### RECORD SET:
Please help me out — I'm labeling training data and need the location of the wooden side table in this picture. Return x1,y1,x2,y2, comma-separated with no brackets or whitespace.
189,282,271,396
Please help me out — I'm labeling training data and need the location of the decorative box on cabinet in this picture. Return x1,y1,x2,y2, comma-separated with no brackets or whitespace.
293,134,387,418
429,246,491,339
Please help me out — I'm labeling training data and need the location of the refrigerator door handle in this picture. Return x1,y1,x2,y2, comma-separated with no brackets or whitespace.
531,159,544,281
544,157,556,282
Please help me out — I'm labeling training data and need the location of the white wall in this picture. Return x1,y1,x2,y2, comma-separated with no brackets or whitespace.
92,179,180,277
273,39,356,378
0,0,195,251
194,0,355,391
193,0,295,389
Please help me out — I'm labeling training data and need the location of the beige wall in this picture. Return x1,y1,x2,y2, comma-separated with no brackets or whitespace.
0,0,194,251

==

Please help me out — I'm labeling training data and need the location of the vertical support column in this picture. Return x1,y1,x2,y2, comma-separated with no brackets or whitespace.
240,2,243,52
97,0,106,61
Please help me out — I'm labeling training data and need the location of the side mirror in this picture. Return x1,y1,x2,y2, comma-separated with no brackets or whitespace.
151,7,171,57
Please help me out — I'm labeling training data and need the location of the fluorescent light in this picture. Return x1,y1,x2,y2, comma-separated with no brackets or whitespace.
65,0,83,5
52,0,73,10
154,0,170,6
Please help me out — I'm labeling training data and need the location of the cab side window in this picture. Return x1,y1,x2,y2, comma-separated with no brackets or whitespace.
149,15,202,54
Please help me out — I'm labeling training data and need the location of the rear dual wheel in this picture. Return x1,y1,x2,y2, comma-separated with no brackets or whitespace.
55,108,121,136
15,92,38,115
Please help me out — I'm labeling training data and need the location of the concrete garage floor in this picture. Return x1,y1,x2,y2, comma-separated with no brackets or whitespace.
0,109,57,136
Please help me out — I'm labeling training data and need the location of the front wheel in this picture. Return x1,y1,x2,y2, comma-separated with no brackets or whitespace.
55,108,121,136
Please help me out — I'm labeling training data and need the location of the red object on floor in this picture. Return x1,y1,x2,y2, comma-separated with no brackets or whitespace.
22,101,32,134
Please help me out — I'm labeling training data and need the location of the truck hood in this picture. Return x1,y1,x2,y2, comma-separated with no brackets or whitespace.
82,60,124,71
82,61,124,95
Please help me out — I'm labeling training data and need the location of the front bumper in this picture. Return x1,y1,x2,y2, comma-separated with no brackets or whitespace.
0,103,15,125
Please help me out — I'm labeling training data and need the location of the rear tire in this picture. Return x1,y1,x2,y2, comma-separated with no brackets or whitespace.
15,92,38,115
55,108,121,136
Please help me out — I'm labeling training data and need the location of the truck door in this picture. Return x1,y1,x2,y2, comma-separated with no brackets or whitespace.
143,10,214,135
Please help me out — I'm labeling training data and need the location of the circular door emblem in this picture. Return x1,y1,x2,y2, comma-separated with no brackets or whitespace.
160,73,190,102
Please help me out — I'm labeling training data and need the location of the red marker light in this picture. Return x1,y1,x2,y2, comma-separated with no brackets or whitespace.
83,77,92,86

* * *

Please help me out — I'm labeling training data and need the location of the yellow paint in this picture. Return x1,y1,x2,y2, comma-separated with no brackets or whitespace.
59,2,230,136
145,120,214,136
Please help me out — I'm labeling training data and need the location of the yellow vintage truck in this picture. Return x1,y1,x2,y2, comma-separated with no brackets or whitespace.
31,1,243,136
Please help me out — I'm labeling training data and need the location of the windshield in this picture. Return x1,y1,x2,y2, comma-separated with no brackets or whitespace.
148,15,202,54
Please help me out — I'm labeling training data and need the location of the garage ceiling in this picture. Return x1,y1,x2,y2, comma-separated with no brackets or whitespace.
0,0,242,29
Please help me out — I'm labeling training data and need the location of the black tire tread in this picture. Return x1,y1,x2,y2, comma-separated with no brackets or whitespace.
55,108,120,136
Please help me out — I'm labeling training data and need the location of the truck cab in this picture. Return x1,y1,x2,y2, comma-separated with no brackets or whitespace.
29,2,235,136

### REQUIREMENTS:
Render the listing from the line with "of the wooden" to the line with "544,157,556,282", both included, as a Markdown table with the columns Row and Listing line, numbering each row and skipping blank lines.

### EXERCISE ANSWER:
| Row | Listing line |
|---|---|
| 1 | Please help me out — I'm labeling training data and need the location of the wooden side table in this picture. Return x1,y1,x2,y2, comma-separated with no brackets or whitespace. |
| 2 | 189,282,271,396 |
| 3 | Please help me out — I'm labeling training data and need the location of the decorative box on cabinet in this picture. Return x1,y1,x2,y2, comma-separated with no brackets or whitespace. |
| 4 | 293,134,387,418 |
| 5 | 429,246,491,339 |
| 6 | Please help me out — I'm labeling training data and need the location of the refrigerator door handle in this picture. Return x1,y1,x2,y2, comma-separated with no brackets or whitespace. |
| 7 | 531,159,544,281 |
| 8 | 544,157,556,282 |